__REQUIRED TASK__. Please pull out every line in the items below that contains the word "green", copying each one in full. Case counts, so only lines with that exact capitalization should be included.

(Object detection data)
►
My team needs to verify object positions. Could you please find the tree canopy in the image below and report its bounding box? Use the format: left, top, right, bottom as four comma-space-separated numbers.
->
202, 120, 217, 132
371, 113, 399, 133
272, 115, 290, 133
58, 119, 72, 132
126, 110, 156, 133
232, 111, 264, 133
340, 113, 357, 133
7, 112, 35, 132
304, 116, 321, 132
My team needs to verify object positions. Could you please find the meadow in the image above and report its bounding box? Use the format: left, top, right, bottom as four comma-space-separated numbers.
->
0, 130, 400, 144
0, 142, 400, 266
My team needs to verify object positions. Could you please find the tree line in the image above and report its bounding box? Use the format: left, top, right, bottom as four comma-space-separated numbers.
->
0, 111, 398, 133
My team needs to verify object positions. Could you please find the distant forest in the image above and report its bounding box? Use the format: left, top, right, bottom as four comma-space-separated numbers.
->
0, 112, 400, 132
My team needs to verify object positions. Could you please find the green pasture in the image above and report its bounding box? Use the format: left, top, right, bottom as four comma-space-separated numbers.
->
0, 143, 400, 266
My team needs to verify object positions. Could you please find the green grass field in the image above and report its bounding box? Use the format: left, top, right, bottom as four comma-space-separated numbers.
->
◄
__PROBLEM SOLUTION__.
My team needs to verify object positions. Could you please find the green pasture in the image above and report its bounding box? Use the format: left, top, right, bottom as four comma-space-separated numbers.
My team needs to verify object positions. Could you please find the green grass field in the image above and report its bounding box? Use the format: left, top, right, bottom as four comma-space-separated numbers.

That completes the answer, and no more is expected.